### PROBLEM TO SOLVE
Continue the passage about ants in space from where it stops.

### SUPPLIED TEXT

-----

At the beginning of space exploration, scientists sent chimpanzees, rabbits, frogs, mice, and even a dog to space. Now, ants have also joined that list. NASA launched ants into space so biologists could study the effects that zero gravity has on the creatures and their ability to search new areas. What they researched and discovered is actually quite interesting.
In January 2014, researchers worked with NASA to send up eight colonies of 80 pavement ants to the International Space Station. The ants stayed in small, transparent plastic containers, and each one had a nest where the ants lived. Stanford professor of biology Deborah Gordon created the experiment. She wanted to see how the ants would change the algorithms they use to explore new areas in an exotic surroundings.
Ants back on Earth are always monitoring their environment to look for food and stay alert for threats. To do this, they send out worker ants to search the area. However, no single ant is in charge of the search and most ants have very poor vision, so they have to rely on their sense of smell. Yet those restraints don’t seem to hamper the ants in their exploration. This is because ants communicate with each other by smell and touching antennae.
If they have frequent antennae-to-antennae contact with other ants, they know the area is densely populated, and they head out on small, random, and circular paths to get more detailed information about their area. On the other hand, if they don’t have a lot of contact with other ants, they change their search patterns algorithm. In this case, they opt to explore using straight lines to cover more ground.

-----

### RECORDS PROVIDED
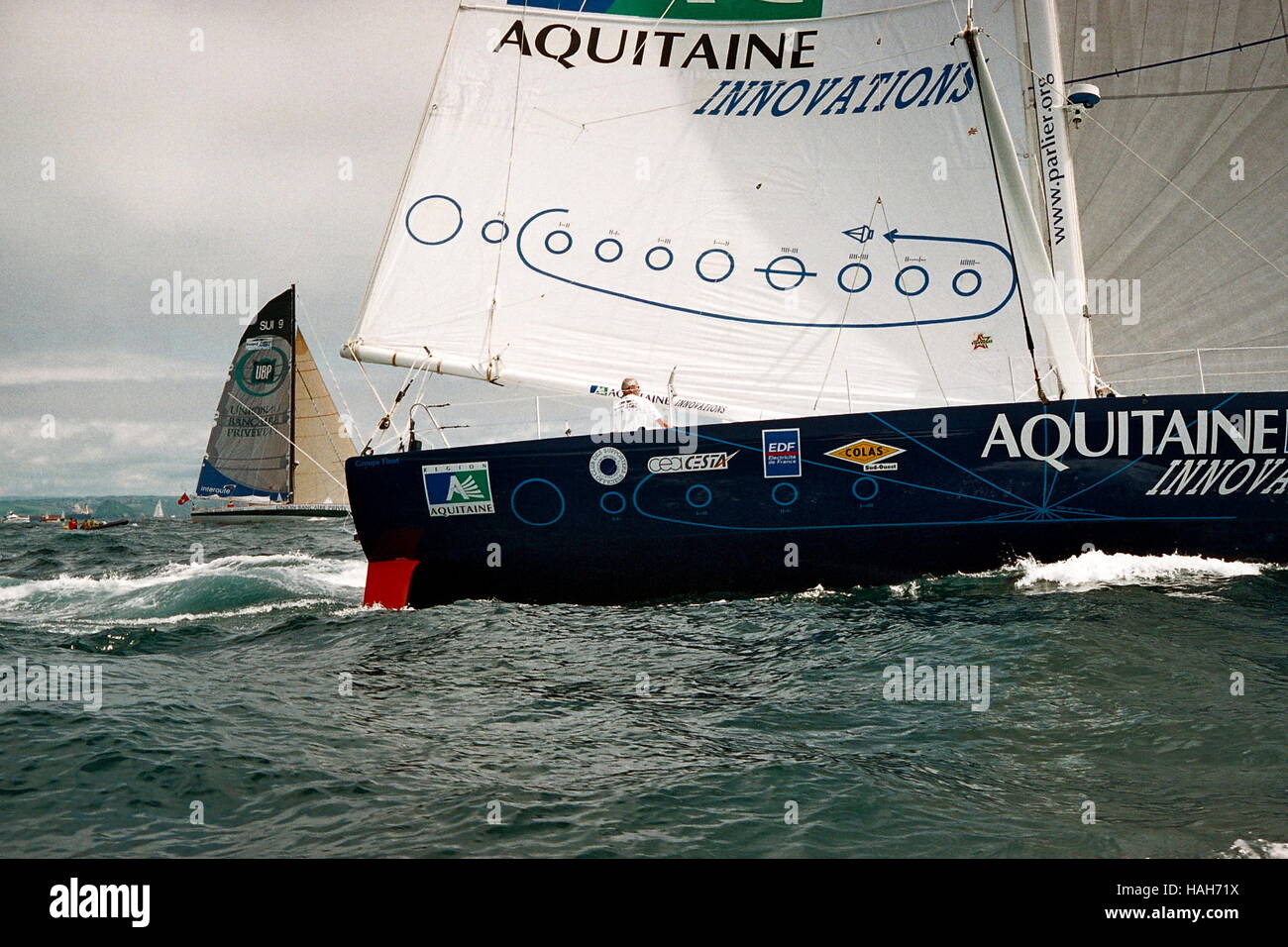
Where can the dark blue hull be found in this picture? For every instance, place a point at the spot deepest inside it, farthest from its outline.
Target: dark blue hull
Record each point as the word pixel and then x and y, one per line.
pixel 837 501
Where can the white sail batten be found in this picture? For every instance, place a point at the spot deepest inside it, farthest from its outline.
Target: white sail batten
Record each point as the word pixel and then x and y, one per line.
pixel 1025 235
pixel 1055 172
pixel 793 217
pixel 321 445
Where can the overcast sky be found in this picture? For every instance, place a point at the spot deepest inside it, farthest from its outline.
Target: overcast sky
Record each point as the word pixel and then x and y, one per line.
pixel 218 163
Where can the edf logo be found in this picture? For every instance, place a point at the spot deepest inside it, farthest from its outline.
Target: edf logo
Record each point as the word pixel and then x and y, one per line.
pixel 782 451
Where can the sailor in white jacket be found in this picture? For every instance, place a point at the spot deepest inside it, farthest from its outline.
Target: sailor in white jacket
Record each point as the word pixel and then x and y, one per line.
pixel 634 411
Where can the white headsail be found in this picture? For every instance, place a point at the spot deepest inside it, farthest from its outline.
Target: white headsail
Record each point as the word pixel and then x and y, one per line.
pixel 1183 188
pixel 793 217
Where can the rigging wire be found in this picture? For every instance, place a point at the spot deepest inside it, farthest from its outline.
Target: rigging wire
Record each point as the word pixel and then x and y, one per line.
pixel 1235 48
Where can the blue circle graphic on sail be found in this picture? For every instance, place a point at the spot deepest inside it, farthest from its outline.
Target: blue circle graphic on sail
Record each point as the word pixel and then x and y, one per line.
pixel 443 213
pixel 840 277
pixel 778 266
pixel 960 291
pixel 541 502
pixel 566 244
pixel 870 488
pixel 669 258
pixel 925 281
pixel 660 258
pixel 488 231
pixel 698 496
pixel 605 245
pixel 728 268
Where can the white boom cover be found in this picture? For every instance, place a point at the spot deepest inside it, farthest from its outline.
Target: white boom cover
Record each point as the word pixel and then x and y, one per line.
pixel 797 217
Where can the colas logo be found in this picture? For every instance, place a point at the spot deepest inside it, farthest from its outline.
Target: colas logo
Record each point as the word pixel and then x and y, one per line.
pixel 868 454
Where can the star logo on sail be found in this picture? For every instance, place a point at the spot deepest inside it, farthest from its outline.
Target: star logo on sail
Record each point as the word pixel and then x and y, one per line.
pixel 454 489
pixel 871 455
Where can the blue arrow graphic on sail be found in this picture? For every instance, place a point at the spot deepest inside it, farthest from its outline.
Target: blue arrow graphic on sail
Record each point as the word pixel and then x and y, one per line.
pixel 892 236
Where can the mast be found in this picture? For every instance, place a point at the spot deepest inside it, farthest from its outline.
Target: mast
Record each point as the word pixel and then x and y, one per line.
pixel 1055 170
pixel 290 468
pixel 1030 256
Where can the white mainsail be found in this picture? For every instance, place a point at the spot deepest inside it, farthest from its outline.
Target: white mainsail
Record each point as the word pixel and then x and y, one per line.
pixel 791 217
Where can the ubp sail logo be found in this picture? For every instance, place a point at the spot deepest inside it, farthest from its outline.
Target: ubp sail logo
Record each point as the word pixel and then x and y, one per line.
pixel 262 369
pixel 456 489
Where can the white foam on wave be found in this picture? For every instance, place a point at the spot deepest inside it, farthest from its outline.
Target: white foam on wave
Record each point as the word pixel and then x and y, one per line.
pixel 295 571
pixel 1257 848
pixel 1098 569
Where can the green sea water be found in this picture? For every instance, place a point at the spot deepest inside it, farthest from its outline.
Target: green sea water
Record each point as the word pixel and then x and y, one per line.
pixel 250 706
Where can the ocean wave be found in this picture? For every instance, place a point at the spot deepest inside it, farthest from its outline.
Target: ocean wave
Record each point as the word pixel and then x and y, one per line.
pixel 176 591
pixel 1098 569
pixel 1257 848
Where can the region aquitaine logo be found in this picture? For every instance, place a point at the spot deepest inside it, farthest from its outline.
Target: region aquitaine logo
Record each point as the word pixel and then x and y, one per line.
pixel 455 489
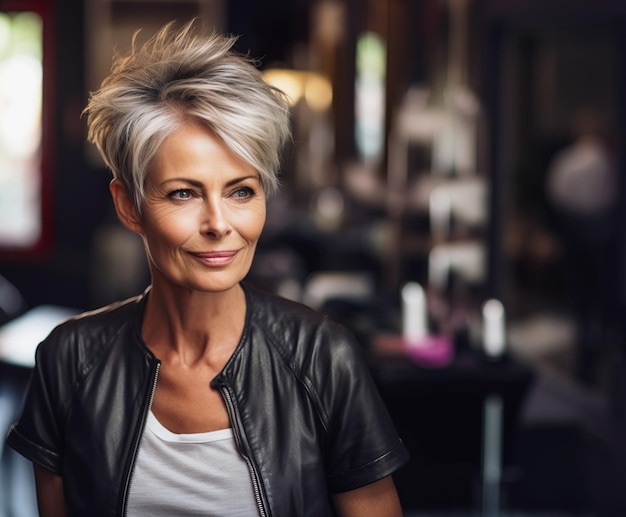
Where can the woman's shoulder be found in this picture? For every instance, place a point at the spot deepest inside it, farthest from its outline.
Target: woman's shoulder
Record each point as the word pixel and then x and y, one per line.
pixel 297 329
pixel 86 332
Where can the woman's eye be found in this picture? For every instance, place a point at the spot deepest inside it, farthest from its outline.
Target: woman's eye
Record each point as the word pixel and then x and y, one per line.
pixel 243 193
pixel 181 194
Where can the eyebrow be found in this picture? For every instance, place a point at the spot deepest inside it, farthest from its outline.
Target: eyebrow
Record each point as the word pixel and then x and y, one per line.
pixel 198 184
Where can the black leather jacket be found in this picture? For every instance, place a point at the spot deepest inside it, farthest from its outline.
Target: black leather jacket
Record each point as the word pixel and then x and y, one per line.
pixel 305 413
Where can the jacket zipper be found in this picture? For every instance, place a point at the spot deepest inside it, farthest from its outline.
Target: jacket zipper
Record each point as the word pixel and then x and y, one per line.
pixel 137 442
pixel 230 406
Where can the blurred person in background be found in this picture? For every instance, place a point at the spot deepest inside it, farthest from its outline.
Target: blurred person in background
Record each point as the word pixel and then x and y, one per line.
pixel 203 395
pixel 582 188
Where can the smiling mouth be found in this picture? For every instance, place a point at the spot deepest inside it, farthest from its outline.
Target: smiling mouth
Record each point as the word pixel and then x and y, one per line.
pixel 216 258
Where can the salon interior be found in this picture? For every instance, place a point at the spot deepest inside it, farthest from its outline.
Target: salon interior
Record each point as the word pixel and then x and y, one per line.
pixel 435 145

-----

### TASK RESULT
In the experiment in space, a barrier was removed to allow the ants to explore a new area. Then a second barrier was removed a few minutes later to give the ants even more territory to explore. Scientists wanted to see if ants would change their exploration patterns when dealing with no gravity. While the ants still tried to stick with their usual search patterns, they weren’t as effective as they are on the ground.
They had a hard time keeping their feet on the surface, and they would sometimes tumble in the air for up to eight seconds before they could regain some footing. This meant the antennae-to-antennae communication was constantly getting interrupted. In a similar container on Earth, ants could explore the entire area in under five minutes, while in space, some parts of the container remained unexplored.
Just like the ants in space, humans have to deal with disruptions in their algorithms. Researchers hope to study how the ants adjusted their search behavior. They want to then use this information to improve the algorithms that we use for everything from robots to telecommunications.
With this interesting experiment, scientists hope to improve our own algorithms so we can enjoy systems that run as efficiently as ants searching for food.